Quoted passage
= Beginning of Section =

Technical information
- Licensing authority: FCC
- Facility ID: 7745
- Class: B
- ERP: 12,500 watts
- HAAT: 267 meters (876 ft)

Links
- Public license information: Public file; LMS;
- Webcast: Listen Live Listen live (via iHeartRadio)
- Website: 951kbby.com

= KBBY-FM =

KBBY-FM (95.1 MHz, "95-1 KBBY") is a commercial radio station that is licensed to Ventura, California and serves the Oxnard–Ventura, California area. The station is owned by Cumulus Media and broadcasts an adult contemporary music format.

==History==

===Early years===
The station first signed on December 27, 1962, as KUDU-FM, simulcasting AM sister station KUDU. Owned by Tri-Counties Public Service Inc., it was the first automated top 40 station in Southern California.

In 1969, KUDU-FM switched its call letters to KBBY and flipped to a progressive rock format with the branding "K-Baby". Launched by John Hendrix and KACY-FM veteran Ron Herron, KBBY had the largest share among rock stations in the Ventura–Santa Barbara–Oxnard radio market within one year. K-Baby lasted only four years as the station reverted to top 40 programming in 1973.

Over the next two decades, KBBY underwent several format and ownership changes. In late 1978, Tri-Counties Public Service sold KBBY and KBBQ to Forrest Broadcasting Co. for $1.2 million; the new owner flipped KBBY to a country music format. In July 1986, Forrest Radio sold KBBY and its AM sister station, then known as KOGO, to New York–based ownership group Ventura Broadcasting Associates for $3 million. The station then adopted an adult contemporary format. That group would in turn sell the combo in 1989 to Buena Ventura Inc., headed by George Duncan, for $6.7 million.

= End of Section =

Work request 1
Name every music format that the KBBY-FM article says the station has broadcast.
Work request 2
Continue the KBBY-FM article from the point where its text stops.

Dataset section

= Beginning of Section =

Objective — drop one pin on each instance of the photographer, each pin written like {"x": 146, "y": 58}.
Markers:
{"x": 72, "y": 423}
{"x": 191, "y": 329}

= End of Section =

Expected output 1
Top 40, progressive rock, country music, and adult contemporary.

Expected output 2
The station's call sign became KBBY-FM on September 17, 1993, to accommodate its AM counterpart adopting the KBBY calls. In December 1996, Buena Ventura Inc. sold KBBY-FM to McDonald Media Group for $6.6 million, bringing it under common ownership with fellow Ventura-based stations KVEN and KHAY.

===Cumulus era (since 1999)===
KBBY-FM once again changed hands in December 1999 as part of Cumulus Media's purchase of McDonald Media Group. The $41 million, eight-station transaction marked Cumulus' entry into the Pacific states. Upon completion of the sale, Cumulus immediately flipped KBBY-FM's format to hot adult contemporary, rebranding the station "B95.1".

In April 2015, KBBY-FM reverted to its previous adult contemporary format and adopted the branding "95-1 KBBY".

As of July 2019, Dave Randall hosts the weekday midday timeslot. He has previously worked with other Southern California radio stations, including Ventura County's KCAQ in the early 1990s and KNX and KRTH in Los Angeles. Bill Michaels is the weekday afternoon drivetime host. Syndicated programming on KBBY-FM includes The Bob and Sheri Show in morning drive, The John Tesh Radio Show weeknights, and both the 1980s and 1990s editions of Backtrax USA on Saturday evenings.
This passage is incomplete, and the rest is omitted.